EXERCISE AIM: Please retype the passage on the bombardment of Fort McHenry word for word, starting with "The Americans were" and going on through "merely a dud.".

SOURCE TEXT:
______________________________
Beginning at 6:00 a.m. on 13 September 1814, British warships under the command of Vice Admiral Alexander Cochrane continuously bombarded Fort McHenry for 25 hours. The American defenders had 18, 24, and 38-pound (8.2, 11, and 17 kg) cannons with a maximum range of 1.5 miles (2.4 km). The British guns had a range of 2 miles (3 km), and their rockets had a 1.75-mile (2.8 km) range, but neither guns nor rockets were accurate. The British ships were unable to pass Fort McHenry and penetrate Baltimore Harbor because of its defenses, including a chain of 22 sunken ships, and the American cannons. They were, however, able to come close enough at maximum range to fire rockets and mortars at the fort. Due to the poor accuracy of the British weapons at maximum range, and the limited range of the American guns, very little damage was done on either side before the British ceased their attack on the morning of 14 September due to a lack of ammunition. Thus the naval part of the British invasion of Baltimore had been repulsed. Only one British warship, a bomb vessel, received a direct hit from the fort's return fire, which wounded one crewman.
The Americans were under the command of Major George Armistead. They did suffer casualties, amounting to four killed and 24 wounded, including one African-American soldier and a woman who was cut in half by a bomb as she carried supplies to the troops. At one point during the bombardment, a bomb crashed through the fort's powder magazine. Fortunately for the defenders, either the fuse was extinguished by the rain or the bomb was merely a dud.
Francis Scott Key, a Washington lawyer who had come to Baltimore to negotiate the release of Dr. William Beanes, a civilian prisoner of war, witnessed the bombardment from a nearby truce ship. An oversized American flag had been sewn by Mary Pickersgill for $405.90 in anticipation of the British attack on the fort. When Key saw the flag emerge intact in the dawn of September 14, he was so moved that he began that morning to compose the poem "Defence of Fort M'Henry" which would later be renamed "The Star-Spangled Banner" and become the United States' national anthem.
______________________________
[Part of a data file]

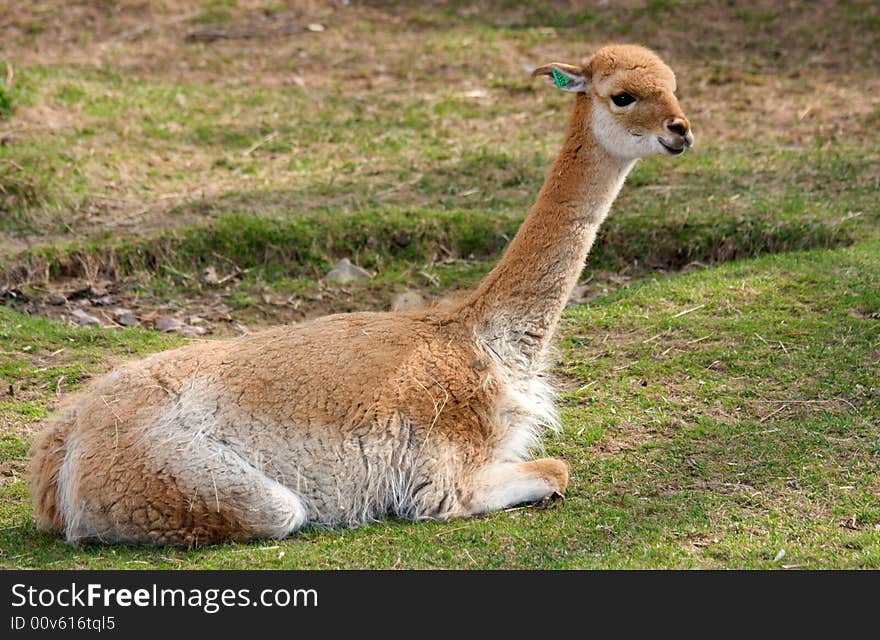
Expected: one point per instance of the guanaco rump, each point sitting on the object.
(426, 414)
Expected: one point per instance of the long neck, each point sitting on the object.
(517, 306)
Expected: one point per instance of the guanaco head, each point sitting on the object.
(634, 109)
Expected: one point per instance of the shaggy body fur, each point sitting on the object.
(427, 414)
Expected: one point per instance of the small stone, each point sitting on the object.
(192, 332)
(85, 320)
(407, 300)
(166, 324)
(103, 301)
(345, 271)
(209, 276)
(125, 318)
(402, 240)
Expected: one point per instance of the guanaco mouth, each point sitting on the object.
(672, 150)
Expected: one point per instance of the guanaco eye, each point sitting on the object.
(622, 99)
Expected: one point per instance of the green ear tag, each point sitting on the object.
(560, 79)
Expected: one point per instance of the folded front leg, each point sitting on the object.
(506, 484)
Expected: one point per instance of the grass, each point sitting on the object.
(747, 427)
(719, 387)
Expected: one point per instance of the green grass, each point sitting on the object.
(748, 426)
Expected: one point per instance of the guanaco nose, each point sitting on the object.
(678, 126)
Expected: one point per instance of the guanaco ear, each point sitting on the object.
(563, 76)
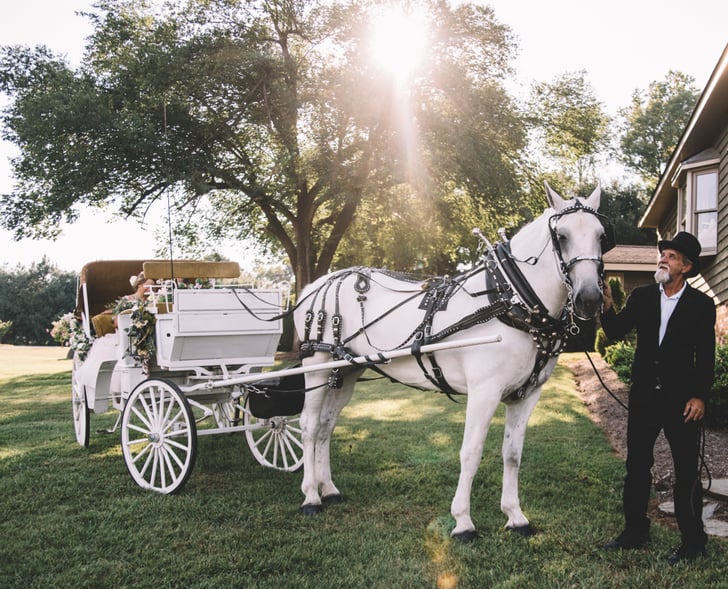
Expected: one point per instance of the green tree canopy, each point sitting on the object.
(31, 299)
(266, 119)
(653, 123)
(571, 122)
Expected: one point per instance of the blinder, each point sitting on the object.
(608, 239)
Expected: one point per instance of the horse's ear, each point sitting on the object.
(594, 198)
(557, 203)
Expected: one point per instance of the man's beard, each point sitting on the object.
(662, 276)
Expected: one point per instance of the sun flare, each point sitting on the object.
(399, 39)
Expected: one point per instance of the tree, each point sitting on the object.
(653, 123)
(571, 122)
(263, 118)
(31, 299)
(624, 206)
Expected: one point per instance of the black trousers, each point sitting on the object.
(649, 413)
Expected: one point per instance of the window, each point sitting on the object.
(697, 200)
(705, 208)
______________________________
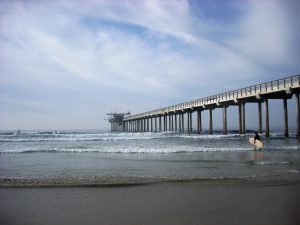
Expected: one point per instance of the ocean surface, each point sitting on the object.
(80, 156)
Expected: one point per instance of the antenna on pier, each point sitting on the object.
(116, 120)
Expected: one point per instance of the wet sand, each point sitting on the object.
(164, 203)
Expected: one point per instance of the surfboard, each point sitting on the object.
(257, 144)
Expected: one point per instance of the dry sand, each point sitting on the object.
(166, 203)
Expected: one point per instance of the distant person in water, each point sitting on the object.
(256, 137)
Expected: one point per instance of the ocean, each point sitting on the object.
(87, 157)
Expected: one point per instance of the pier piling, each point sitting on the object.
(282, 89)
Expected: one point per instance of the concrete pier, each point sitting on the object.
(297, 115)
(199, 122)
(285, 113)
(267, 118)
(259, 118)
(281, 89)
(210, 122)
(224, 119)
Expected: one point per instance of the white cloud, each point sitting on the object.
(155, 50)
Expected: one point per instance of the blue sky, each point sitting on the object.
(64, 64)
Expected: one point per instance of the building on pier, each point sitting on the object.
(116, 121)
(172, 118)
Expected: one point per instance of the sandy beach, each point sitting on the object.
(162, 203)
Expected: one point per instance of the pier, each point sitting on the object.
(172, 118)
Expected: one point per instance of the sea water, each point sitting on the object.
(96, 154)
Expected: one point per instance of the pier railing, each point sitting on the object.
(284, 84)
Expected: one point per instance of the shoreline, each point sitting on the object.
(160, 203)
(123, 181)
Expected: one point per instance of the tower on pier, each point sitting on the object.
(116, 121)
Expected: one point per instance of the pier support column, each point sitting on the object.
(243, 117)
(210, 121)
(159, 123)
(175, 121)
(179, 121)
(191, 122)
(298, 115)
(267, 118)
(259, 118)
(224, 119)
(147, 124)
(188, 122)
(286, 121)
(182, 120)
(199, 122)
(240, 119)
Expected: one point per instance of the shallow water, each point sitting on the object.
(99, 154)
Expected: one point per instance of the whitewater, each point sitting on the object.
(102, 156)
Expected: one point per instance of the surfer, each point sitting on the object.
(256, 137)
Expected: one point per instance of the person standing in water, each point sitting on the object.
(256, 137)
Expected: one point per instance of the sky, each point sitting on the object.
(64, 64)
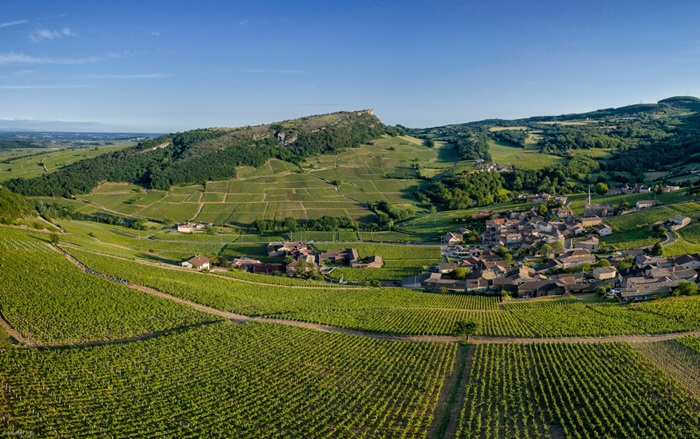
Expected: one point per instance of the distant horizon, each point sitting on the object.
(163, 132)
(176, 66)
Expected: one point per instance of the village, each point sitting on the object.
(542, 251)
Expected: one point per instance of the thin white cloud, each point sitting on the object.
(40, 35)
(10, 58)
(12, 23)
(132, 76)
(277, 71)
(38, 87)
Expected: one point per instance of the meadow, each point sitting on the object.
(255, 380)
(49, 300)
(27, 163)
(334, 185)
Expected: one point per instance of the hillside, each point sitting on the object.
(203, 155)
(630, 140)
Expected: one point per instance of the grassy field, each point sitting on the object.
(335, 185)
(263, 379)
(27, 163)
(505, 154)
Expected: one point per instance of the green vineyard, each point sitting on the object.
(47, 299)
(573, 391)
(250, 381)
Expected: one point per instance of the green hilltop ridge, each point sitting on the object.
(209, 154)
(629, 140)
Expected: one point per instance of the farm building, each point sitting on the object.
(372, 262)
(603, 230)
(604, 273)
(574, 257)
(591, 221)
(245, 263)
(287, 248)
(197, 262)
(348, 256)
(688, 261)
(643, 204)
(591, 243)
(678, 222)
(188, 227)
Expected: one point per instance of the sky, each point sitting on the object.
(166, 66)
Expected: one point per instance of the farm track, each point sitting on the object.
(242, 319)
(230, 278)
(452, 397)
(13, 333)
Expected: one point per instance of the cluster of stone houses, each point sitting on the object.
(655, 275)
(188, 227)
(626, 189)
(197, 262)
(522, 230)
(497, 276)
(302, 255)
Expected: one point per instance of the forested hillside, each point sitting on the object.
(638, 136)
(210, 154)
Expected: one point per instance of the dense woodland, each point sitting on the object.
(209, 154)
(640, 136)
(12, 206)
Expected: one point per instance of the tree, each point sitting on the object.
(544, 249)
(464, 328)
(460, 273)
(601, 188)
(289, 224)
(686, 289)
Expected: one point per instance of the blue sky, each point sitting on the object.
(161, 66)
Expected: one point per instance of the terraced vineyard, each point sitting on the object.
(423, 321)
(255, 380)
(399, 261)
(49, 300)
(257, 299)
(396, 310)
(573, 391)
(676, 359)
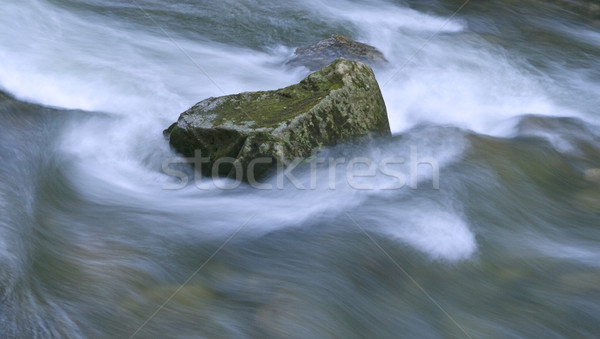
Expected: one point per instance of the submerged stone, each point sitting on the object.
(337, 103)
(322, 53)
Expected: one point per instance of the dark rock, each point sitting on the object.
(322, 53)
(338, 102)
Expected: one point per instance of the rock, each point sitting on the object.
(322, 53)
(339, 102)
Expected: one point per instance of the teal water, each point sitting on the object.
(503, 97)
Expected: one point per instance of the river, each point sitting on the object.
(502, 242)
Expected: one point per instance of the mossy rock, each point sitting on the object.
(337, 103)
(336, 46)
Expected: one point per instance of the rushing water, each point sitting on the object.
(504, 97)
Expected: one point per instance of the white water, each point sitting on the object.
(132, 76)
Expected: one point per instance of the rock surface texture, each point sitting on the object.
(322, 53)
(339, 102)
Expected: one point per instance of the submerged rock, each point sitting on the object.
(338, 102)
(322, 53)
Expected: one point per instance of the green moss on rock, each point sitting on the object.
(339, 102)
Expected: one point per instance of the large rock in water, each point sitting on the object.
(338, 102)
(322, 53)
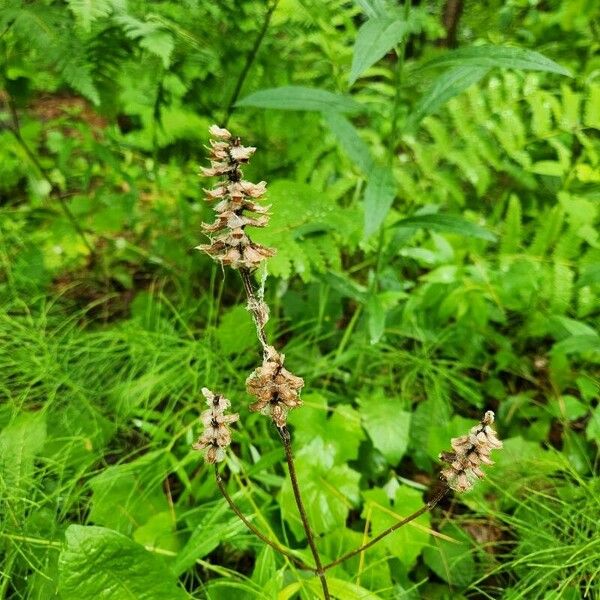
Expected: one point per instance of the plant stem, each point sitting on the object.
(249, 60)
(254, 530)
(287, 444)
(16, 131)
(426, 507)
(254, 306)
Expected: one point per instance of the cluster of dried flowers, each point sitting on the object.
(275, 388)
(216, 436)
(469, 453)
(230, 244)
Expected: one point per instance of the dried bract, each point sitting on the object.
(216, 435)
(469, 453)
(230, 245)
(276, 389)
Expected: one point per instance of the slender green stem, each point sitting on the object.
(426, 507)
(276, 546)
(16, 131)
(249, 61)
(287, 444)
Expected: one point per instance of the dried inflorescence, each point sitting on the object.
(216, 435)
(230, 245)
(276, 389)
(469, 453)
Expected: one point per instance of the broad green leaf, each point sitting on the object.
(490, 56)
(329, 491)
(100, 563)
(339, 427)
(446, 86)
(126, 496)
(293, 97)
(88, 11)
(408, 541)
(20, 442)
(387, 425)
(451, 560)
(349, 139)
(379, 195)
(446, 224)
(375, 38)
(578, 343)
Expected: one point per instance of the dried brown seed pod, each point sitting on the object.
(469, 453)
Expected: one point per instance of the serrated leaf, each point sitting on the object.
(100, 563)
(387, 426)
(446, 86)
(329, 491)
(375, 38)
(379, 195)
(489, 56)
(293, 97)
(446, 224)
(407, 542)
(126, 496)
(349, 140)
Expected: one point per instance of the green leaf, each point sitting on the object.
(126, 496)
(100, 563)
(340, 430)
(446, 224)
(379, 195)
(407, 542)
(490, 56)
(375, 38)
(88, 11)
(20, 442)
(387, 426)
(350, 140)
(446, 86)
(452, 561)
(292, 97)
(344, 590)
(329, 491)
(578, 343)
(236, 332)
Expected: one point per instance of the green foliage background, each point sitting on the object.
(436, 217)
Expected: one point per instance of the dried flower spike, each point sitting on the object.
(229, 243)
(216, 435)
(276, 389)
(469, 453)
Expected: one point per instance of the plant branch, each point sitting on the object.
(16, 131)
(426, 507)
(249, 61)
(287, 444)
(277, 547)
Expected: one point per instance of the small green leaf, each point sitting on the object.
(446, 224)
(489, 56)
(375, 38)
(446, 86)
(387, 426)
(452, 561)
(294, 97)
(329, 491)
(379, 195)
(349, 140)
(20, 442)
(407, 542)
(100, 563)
______________________________
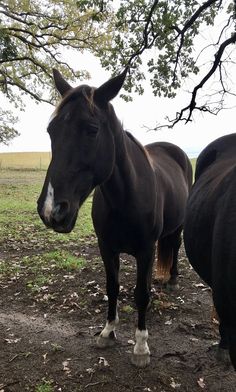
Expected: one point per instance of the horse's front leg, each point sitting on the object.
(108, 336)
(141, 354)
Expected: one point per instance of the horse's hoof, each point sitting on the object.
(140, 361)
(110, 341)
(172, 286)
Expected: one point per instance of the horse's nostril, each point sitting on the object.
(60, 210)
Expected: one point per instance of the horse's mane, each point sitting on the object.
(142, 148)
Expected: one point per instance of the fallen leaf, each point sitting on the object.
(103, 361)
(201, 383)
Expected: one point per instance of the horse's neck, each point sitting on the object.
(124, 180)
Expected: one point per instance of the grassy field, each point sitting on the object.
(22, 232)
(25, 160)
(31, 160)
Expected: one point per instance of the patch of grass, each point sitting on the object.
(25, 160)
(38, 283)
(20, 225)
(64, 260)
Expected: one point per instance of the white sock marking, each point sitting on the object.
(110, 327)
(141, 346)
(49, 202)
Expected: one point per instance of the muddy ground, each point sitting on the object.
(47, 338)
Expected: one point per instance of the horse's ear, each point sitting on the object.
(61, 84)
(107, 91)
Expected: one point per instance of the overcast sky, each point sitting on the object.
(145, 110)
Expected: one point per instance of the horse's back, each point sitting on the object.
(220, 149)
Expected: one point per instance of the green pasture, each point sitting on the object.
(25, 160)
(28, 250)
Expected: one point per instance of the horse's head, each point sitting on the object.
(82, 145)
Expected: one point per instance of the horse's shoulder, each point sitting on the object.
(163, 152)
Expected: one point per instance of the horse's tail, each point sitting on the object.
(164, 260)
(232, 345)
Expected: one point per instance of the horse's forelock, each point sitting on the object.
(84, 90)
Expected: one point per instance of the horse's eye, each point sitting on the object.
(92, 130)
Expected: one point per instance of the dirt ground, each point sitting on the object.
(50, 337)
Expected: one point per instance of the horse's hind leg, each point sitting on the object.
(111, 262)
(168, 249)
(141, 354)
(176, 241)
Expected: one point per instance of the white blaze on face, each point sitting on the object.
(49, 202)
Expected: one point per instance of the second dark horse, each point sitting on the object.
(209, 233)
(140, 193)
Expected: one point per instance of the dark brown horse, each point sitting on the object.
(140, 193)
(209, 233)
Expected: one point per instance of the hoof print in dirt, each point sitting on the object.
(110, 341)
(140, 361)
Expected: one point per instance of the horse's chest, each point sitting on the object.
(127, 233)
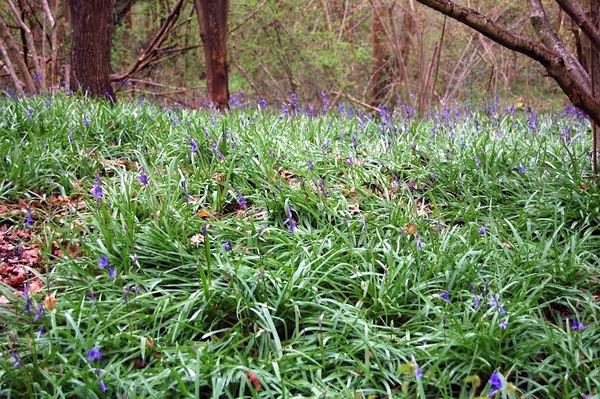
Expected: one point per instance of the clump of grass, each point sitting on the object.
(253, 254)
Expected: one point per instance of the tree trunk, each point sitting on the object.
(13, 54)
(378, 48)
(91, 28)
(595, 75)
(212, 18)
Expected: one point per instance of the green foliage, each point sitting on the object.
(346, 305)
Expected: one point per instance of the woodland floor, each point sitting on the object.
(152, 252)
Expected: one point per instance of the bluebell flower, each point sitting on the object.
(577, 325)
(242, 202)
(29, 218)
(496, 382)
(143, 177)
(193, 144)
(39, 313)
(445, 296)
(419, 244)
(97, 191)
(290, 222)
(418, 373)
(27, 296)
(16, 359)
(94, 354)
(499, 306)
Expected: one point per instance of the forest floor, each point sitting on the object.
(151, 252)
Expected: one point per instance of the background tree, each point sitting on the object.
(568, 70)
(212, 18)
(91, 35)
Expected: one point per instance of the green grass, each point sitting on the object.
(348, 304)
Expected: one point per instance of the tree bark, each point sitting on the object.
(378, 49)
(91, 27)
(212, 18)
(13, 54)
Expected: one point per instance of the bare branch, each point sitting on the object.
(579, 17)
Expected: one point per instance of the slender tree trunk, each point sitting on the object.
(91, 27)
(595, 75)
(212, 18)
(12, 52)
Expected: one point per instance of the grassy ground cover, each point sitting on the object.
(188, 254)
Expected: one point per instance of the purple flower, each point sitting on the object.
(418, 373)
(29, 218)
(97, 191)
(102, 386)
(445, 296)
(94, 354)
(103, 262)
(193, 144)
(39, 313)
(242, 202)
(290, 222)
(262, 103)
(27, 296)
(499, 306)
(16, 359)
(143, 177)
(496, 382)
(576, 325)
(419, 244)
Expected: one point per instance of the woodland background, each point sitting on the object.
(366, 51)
______________________________
RESPONSE BELOW:
The Americans were under the command of Major George Armistead. They did suffer casualties, amounting to four killed and 24 wounded, including one African-American soldier and a woman who was cut in half by a bomb as she carried supplies to the troops. At one point during the bombardment, a bomb crashed through the fort's powder magazine. Fortunately for the defenders, either the fuse was extinguished by the rain or the bomb was merely a dud.